**Problem**
In the data below, find the line containing "Where can you see the grey"; reproduce that line and all subsequent lines exactly, and nothing else.

Dataset items
──────

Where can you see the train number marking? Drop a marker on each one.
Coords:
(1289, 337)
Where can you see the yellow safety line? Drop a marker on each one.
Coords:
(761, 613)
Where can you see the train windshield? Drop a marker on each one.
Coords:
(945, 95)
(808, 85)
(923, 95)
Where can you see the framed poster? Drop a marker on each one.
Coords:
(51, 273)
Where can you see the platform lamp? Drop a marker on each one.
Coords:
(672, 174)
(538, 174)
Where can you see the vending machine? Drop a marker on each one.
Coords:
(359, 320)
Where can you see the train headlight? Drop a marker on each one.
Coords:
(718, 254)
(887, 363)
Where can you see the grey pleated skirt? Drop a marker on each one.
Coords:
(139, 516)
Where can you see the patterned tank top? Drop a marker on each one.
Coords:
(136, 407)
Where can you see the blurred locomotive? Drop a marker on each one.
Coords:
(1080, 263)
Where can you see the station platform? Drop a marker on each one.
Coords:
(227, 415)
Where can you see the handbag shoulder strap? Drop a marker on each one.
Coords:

──────

**Answer below**
Where can you see the grey pleated skirt? Drop a marker on each one.
Coords:
(139, 516)
Where can you see the patterned tank top? Drop a marker on each one.
Coords:
(136, 407)
Where can you see the blurred locomotive? Drop a marker on each one.
Coords:
(1080, 263)
Where can you see the station platform? Drop a marker on each one.
Coords:
(227, 415)
Where can you see the handbag shoulder strap? Drop a marker on each one.
Coords:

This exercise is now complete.